■ Things to do
a - Please answer these questions about the crème brûlée post, one per line:
(i) Who taught the writer to make crème brûlée as a kid?
(ii) How does the post describe crème brûlée as a dessert?
(iii) What does the espresso powder add?
b - Carry on writing the crème brûlée post from the point where it stops.

Now that BBQ weather is over and dinner party season is upon us, I’m officially transitioning into *cozy mode*.
I hope you’re ready for all the roasts, stews, spices, and warm flavors cause I’m coming in hot starting with this crème brûlée. If you’ve tried my orange cardamom crème brûlée, you may know that it’s my favorite dessert of all time. And of course, I’m always here for a good coffee dessert like chewy coffee cookies or cardamom cake with coffee buttercream!
This recipe also combines two of my favorite dinner party facets: elegant dessert and after-dinner coffee. It’s dreamy, so delicious, and lovely for all the upcoming parties and holidays. Let’s make it!
Crème brûlée is a French dessert made up of thick custard with a crisp, caramelized shell – it’s creamy, rich, and ridiculously good. My mom taught me how to make it when I was a kid but I learned how to perfect crème brûlée when I was a student in pastry school. And trust me, I know it seems “fancy” but it’s so easy to make!
I dream of this crème brûlée
Crème brûlée is probably my favorite dessert ever. It’s a good dessert to have in your back pocket for when you need something that’s easy but want guests to think you spent all day in the kitchen.
- This crème brûlée is elegant but so simple to make.
- It’s creamy, smooth, and has a perfectly caramelized lid.
- The espresso powder adds a ton of coffee flavor.

■ Supplied data
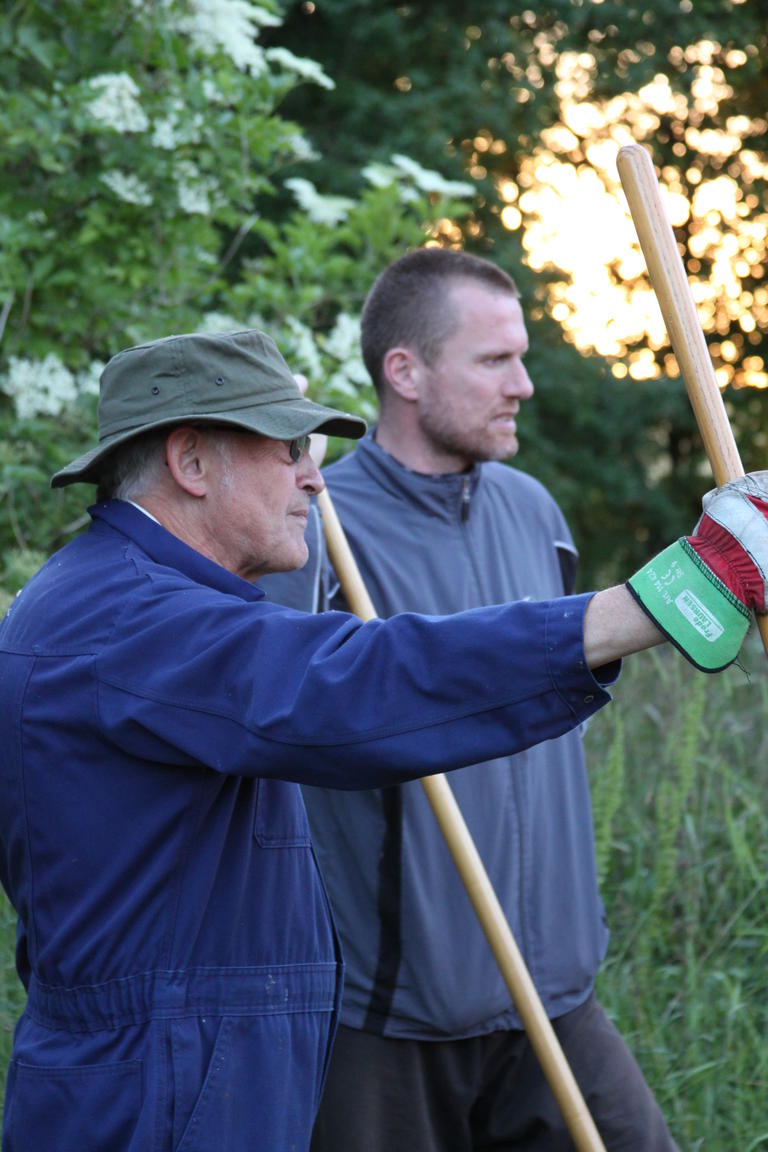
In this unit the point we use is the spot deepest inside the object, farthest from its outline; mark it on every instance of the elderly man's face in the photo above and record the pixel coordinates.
(260, 500)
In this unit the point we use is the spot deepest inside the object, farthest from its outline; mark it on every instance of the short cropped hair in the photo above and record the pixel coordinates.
(134, 467)
(408, 303)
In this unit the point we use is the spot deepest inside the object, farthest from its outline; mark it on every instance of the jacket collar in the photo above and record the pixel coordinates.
(446, 494)
(167, 550)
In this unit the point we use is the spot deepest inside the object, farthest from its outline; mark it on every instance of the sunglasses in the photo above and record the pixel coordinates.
(297, 447)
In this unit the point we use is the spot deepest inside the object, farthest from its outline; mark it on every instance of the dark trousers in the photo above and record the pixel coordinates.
(484, 1092)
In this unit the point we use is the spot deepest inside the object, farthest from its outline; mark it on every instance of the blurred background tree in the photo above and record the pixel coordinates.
(532, 105)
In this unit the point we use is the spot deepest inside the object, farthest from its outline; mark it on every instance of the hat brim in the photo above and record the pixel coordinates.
(282, 421)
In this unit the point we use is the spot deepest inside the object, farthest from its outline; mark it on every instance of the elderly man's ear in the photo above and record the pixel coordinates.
(319, 441)
(187, 459)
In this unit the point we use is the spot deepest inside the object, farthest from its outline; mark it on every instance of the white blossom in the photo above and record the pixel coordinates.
(219, 321)
(430, 181)
(39, 387)
(179, 127)
(308, 69)
(194, 189)
(301, 148)
(127, 187)
(88, 381)
(381, 175)
(328, 210)
(212, 92)
(230, 27)
(118, 105)
(303, 349)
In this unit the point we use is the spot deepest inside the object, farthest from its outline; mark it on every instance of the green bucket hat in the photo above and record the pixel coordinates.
(236, 378)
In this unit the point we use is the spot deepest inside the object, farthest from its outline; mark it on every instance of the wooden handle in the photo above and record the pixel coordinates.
(474, 878)
(670, 285)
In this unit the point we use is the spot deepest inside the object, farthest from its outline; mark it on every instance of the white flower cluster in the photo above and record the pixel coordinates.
(194, 189)
(320, 209)
(229, 27)
(301, 148)
(417, 180)
(343, 343)
(118, 106)
(308, 69)
(179, 127)
(219, 321)
(39, 387)
(127, 187)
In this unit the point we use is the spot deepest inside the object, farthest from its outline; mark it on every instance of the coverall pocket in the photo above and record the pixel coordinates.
(93, 1107)
(280, 816)
(246, 1082)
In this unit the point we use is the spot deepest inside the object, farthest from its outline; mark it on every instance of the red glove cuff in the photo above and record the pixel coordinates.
(729, 561)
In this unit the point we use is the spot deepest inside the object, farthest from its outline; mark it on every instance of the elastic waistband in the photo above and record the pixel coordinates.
(189, 992)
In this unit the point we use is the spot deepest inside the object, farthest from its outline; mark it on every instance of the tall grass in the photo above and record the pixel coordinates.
(679, 780)
(684, 865)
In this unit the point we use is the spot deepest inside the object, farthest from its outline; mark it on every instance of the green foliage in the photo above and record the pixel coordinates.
(469, 89)
(684, 888)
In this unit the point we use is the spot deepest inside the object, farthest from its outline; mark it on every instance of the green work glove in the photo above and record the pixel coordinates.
(701, 590)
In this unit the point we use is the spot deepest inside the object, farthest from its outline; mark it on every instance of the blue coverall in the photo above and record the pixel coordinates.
(174, 932)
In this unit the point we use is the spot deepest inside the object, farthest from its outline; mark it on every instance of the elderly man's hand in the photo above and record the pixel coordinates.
(318, 441)
(701, 590)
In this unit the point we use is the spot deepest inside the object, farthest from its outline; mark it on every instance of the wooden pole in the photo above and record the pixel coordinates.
(537, 1024)
(671, 287)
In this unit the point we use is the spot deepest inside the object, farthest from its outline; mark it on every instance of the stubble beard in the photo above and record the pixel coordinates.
(472, 446)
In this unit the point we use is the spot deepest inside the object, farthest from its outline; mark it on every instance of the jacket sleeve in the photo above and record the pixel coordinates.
(253, 689)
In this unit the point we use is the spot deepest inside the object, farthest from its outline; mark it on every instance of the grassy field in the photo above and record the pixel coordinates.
(679, 778)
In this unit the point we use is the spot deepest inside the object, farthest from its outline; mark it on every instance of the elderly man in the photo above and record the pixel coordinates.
(174, 933)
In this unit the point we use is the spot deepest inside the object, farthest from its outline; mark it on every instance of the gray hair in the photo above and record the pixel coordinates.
(138, 465)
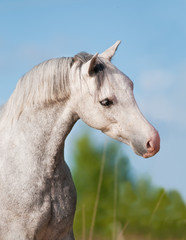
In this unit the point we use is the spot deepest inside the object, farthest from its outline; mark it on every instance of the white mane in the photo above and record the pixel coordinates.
(46, 83)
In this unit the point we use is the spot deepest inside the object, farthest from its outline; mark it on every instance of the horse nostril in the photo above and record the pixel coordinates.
(148, 145)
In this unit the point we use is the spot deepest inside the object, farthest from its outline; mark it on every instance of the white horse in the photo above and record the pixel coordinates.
(37, 193)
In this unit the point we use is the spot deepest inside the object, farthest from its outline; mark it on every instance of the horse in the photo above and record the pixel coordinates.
(37, 193)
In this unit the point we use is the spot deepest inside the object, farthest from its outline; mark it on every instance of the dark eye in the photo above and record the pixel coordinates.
(106, 102)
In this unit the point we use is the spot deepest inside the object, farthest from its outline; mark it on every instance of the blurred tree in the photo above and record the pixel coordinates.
(123, 200)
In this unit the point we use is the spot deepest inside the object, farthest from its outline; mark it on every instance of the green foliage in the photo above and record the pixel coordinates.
(123, 201)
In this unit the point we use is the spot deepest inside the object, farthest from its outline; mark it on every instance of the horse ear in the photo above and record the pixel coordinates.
(109, 53)
(90, 65)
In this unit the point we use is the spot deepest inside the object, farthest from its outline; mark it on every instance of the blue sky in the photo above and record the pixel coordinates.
(152, 54)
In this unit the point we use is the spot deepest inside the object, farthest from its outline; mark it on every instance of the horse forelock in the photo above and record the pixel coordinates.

■ Answer list
a -
(i) The writer's mom.
(ii) A French dessert made up of thick custard with a crisp, caramelized shell.
(iii) A ton of coffee flavor.

b -
- It’s great for a dinner party, holidays, or date night at home.
Literally just 6 ingredients
- Heavy whipping cream – the high fat in the cream will add richness and give the crème brûlée a creamy texture.
- Egg yolks – these are key to perfect custard! Not only do they emulsify the custard, but they also thicken the cream. (P.S. don’t worry if one of the yolks breaks. It happens. 🤪)
- Sugar – this will add sweetness to the custard – just a bit! Crème brûlée shouldn’t be too sweet.
- Vanilla bean paste – for that classic note of vanilla! The paste is more intense than extract but more convenient and affordable than actual beans. You can buy it online or in specialty food shops. Or, use double the amount of vanilla extract.
- Espresso powder – this will add lots of coffee flavor without adding too much liquid to the custard. You can find it either in the coffee aisle or baking aisle of the grocery store! Instant coffee works too.
- Superfine sugar – using superfine sugar (instead of granulated) will give us an evenly caramelized top. But feel free to use regular granulated sugar if you want to skip an ingredient.
For the best flavor, use a high-quality espresso powder or instant coffee. I buy some from a local coffee shop but you can also find good brands online or even in some well-stocked grocery stores.
Instructions
Make the custard
- Start by preheating the oven to 300°F and bringing the heavy cream to a simmer for 1 minute. Bring a kettle of water to a boil.
- Then, add the eggs and sugar to a large bowl.
- Whisk the eggs and sugar until the mixture is thick and pale yellow, about 3-4 minutes.
- Temper the eggs with about 1/2 cup of hot cream to make sure the eggs don’t scramble!
- Then, whisk in the rest of the cream, just until the mixture is combined.
- Strain the custard through a fine-mesh sieve to remove any lumps.
- Add the vanilla bean paste and espresso powder to the custard. Don’t worry if there are a few grains of powder left, they’ll dissolve!
- Divide the custard between four ramekins. Then, place the ramekins on a sheet pan.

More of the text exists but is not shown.